** SUPPLIED TEXT **
::::::::

As Hurricane Harvey’s devastation leaves Texas in need of help, the Oklahoma Blood Institute is calling on Oklahomans to donate blood to help those impacted in the storm’s wake.
Hospitals in Houston, Corpus Christie and Galveston were evacuated to North Texas, and with an influx of patients who may need blood, it can be difficult for cities to supply the demand. Not to mention those who were injured in the flooding.
OBI has already sent 300 units of blood and 25 units of platelets to areas affected by flooding, but it’s not enough. Affected hospitals have asked for 400 more units to be sent this week.
“We have to support that area for a while,” said Susan Crews, Executive Director of the Ardmore and Ada OBI centers. “The patients are there and need blood. People don’t realize, but the need is steady every day. We need about 1,000 donors a day to support OBI, and when you add disasters like this it’s worse.”
Ardmore local David Olmos, who donates regularly, was at the Southern Oklahoma Blood Institute in Ardmore Tuesday donating platelets. Olmos is a preacher who believes in helping where he can. He said he hadn’t been to donate in a while, but Harvey’s devastation reminded him that he could help.
“Not everyone can give money, but you can give blood,” Olmos said. “I’ve been trying to donate more regularly because I can give and there are people who can’t. After my baby was born… after you bring life into the world, there’s something about wanting to keep life in this world.”
Though all blood types are needed, those with O positive and O negative are highly sought after. O positive because it’s one of the most common blood types and O negative because it is the most rare and is compatible with any blood type.
As of Monday afternoon, nine people were reported dead as a result of the storm, and that number could increase as flooding continues into Thursday. Forecasters predict the area could see as much as 20 more inches of rain. Flooding could linger for months, leaving more than 30,000 people displaced from their homes.
President Donald Trump declared Texas an emergency disaster area. National Guard have been sent to the area to assist local law enforcement agencies rescue efforts.
In Louisiana, the flooding is being measured in feet and forecasters expect at least two feet of rainfall to fall in some areas.
Though the hurricane is gone, flooding continues and it’s unclear how long it will take for cities to return to normal.
With highways transformed into rivers, those hospitalized in affected cities need blood at a time when local centers are inoperable.
“This particular situation has caused many centers to shut down,” said Heather Browne, OBI marketing and media manager. “Even if you’ve never donated before this could be a good time to try as the storm damage could go on for months. It’s important to donate year round, but it’s really important to shore up the need in times of disaster because people can’t donate in those areas.”
On Friday, the OBI Ardmore location, 1420 Veterans Blvd., will be providing all beef hotdogs, chips and cookies to those who donate blood or platelets. The center is open from 8 a.m. to 5 p.m. Monday through Friday, and 8 a.m. to 12 p.m. on Saturday. Donors should expect it to take around one hour to donate blood, and two hours to donate platelets.
Those who want to donate can check obi.org to find the nearest permanent or mobile location.

::::::::

[Saved entries]

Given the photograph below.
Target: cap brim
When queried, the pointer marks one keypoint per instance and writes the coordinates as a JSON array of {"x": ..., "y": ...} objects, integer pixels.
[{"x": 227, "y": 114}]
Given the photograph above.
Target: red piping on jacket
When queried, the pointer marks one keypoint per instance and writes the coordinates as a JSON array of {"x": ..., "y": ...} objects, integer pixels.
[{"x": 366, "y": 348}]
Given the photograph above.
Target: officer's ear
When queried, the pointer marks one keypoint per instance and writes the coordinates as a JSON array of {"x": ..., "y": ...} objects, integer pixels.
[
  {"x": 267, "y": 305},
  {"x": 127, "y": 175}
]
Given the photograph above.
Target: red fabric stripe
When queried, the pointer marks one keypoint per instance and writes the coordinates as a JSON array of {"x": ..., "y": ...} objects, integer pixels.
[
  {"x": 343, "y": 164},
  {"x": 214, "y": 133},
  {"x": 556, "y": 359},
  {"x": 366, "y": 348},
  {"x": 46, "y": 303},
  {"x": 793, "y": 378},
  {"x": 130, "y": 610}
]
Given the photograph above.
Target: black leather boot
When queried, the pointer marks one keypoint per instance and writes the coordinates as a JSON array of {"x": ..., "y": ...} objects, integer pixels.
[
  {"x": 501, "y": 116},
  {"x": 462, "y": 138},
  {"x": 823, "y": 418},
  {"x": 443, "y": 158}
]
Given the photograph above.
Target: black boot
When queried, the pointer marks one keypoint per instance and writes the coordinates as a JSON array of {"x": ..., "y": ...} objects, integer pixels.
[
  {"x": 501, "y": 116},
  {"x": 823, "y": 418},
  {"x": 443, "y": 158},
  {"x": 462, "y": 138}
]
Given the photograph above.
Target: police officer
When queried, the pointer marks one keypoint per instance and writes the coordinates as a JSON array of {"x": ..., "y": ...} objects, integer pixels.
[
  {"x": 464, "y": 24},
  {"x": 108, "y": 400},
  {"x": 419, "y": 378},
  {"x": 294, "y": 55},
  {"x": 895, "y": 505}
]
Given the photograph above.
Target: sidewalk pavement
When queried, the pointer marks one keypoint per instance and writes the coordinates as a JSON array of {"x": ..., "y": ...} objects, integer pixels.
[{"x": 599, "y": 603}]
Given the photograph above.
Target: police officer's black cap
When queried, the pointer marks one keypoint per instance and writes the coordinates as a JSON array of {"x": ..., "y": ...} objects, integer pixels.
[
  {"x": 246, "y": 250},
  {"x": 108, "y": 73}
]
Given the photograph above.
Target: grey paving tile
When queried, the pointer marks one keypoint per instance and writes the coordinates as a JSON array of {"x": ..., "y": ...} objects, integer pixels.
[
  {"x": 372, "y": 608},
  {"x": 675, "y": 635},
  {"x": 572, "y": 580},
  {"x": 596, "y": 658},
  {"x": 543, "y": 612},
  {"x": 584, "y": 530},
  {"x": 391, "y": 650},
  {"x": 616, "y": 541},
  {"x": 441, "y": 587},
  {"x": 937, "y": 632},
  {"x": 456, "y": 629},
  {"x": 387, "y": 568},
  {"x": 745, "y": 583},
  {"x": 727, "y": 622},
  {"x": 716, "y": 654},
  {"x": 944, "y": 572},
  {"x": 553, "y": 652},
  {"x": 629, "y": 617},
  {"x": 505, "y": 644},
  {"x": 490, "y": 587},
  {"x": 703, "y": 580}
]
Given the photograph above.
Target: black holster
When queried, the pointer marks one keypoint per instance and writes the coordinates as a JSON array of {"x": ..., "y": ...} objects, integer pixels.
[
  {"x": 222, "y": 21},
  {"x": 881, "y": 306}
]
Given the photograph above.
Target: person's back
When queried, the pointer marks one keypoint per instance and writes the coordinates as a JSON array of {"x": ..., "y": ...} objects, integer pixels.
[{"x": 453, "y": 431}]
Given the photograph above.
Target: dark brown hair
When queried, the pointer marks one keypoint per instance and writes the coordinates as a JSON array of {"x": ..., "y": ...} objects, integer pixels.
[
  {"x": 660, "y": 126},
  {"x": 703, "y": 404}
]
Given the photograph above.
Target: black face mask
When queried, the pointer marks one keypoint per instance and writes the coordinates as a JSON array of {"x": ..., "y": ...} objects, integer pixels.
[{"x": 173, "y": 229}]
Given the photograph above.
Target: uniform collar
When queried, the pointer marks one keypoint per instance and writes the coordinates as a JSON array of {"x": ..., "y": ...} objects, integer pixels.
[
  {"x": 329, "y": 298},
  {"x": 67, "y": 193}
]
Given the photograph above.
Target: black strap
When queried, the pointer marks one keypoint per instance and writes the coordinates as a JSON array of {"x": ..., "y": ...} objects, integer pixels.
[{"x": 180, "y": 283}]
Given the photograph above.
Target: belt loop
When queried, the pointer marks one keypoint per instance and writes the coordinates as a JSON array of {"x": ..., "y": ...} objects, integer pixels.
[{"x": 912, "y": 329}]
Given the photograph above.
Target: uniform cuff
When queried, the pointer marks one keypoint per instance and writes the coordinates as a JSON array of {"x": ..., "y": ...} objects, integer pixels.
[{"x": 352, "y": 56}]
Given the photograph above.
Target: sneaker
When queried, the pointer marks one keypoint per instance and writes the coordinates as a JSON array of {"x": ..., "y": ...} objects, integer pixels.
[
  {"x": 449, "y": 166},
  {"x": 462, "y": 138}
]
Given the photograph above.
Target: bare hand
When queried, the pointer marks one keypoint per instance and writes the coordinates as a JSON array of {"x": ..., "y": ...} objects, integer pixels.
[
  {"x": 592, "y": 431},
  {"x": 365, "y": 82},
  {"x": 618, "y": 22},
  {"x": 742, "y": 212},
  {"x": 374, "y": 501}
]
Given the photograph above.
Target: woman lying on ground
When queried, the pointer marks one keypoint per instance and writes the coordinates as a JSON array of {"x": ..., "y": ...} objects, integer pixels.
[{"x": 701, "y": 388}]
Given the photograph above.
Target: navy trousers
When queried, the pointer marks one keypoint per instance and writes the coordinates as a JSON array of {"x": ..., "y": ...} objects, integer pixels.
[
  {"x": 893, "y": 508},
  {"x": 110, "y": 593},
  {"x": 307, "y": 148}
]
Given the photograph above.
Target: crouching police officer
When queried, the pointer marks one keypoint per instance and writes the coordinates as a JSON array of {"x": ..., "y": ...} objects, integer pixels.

::::::::

** PROBLEM **
Name every person the blood donation article quotes directly, and give the role or description the article attaches to each.

** REPLY **
- Susan Crews: Executive Director of the Ardmore and Ada OBI centers
- David Olmos: Ardmore local and preacher who donates regularly
- Heather Browne: OBI marketing and media manager